Le premier est un bien privé, partagé par plusieurs propriétaires – une copropriété qui explique la complexité du financement pour sa restauration car c’est celui des deux qui est le moins bien entretenu. On l’appelle la Galerie bordelaise et son histoire remonte aux années 1830. Ce passage traverse un îlot d’immeubles entre les rues des Piliers de Tutelle et Sainte-Catherine (n°12). Chaque entrée donne sur un vestibule, la galerie est recouverte d’une grande verrière et les magasins sont nichés dans 15 travées formées par des arcades. Au-dessus, un second niveau présente des fenêtres rectangulaires. Le décor est en stuc et on trouve de nombreux éléments de ferronneries rappelant l’architecture de cette époque.

○ ○ ○ ○ ○ ○ ○

**Consignes écrites**
1) Indiquez combien de lignes des entrées contiennent la chaîne « black », en respectant la casse. Donnez uniquement ce nombre.
2) Rédigez la suite du texte sur la Galerie bordelaise, à partir de sa dernière phrase.

**Entrées d'un jeu de données**
○ ○ ○ ○ ○ ○ ○

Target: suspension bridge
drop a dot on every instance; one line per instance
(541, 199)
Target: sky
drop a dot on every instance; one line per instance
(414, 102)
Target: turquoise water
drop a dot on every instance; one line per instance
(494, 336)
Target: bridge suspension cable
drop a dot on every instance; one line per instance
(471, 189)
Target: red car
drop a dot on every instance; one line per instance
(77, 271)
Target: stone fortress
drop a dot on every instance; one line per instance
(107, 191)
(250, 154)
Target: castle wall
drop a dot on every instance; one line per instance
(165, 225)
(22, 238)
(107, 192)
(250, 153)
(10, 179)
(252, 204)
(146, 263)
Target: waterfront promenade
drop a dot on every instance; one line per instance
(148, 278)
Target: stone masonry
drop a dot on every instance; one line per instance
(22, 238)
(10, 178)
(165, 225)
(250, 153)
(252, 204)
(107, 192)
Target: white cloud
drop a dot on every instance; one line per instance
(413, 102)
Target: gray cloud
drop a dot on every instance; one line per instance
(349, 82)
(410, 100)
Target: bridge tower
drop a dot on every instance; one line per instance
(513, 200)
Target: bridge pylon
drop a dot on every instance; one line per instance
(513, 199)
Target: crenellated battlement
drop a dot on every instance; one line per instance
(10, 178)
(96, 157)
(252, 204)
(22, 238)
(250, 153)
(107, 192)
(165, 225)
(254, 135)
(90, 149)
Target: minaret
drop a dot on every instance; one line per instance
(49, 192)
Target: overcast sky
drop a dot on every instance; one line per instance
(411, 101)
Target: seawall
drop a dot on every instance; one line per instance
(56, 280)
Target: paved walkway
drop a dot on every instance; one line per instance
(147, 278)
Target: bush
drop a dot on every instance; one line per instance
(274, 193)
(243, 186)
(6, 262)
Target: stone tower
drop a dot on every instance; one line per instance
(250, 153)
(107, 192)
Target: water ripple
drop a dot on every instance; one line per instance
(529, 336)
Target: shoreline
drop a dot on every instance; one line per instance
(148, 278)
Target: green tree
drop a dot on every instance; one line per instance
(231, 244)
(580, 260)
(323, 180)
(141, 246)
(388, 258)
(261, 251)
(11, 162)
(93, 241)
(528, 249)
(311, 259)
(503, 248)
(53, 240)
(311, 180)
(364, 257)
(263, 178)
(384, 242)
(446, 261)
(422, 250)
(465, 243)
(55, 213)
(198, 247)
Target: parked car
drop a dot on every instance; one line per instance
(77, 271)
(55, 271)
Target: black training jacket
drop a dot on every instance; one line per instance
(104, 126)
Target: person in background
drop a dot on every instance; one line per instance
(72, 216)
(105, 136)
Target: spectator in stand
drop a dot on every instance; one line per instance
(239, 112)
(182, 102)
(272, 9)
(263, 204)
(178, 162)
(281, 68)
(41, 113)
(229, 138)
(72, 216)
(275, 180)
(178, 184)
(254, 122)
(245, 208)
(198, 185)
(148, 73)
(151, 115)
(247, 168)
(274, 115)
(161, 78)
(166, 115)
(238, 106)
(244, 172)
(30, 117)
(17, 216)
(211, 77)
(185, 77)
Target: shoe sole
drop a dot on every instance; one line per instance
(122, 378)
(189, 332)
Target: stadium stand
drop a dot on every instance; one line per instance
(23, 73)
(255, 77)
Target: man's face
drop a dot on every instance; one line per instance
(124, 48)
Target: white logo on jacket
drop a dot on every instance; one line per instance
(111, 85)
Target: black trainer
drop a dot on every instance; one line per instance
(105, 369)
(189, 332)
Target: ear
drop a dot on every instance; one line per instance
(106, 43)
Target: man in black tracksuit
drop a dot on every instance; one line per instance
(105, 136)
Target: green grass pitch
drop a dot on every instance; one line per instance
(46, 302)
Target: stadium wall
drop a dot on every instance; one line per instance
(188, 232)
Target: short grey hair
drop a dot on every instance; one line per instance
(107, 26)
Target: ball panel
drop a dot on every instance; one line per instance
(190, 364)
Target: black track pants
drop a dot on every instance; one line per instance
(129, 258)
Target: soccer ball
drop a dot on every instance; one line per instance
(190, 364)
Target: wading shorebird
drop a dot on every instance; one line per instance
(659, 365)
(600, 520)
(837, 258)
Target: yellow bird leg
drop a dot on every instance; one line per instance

○ ○ ○ ○ ○ ○ ○

**Résultats de l'exercice**
1) 4

2)
Le second se trouve entre le cours de l’intendance (n°19) et la place du chapelet : il s’agit du passage Sarget. Également construit dans les années 1830, on y retrouve à nouveau une élégante verrière qui a pu bénéficier de travaux de restauration. Initialement privé, il porte le nom de son financeur, un armateur et négociant bordelais, Jean-Auguste Sarget. Vous pourrez également apercevoir une charpente métallique ornée de cornes d’abondance qui couvent de nombreuses boutiques aux airs luxueux.
Voir la plus vieille maison du Bordeaux médiéval
Pour terminer, direction la rue Neuve mais ne vous fiez pas à son nom ! Sa nouveauté ne date pas d’aujourd’hui et conserve les plus anciens témoins de l’habitat aristocratique de la ville. Au XIIIème siècle, l’emplacement de cette rue est stratégique : elle se situe près de l’ancien palais de Lombrière (actuelle place du Palais), à mi-chemin du pouvoir communal à l’ouest (Hôtel de Ville) et du pouvoir commercial à l’est (avec l’ancien port du Peugue). Elle débouche sur la chapelle Saint-Jean d’un côté (désormais disparue) et se termine sur les remparts du XIIIe, l’isolant ainsi au sud. L’endroit est parfait pour les grandes familles notables bordelaises qui souhaitent être au centre du pouvoir, tout en étant légèrement reculées et protégées par rapport au fleuve. La plupart de ces familles s’installent au cours du XIIIe et XIVe siècles.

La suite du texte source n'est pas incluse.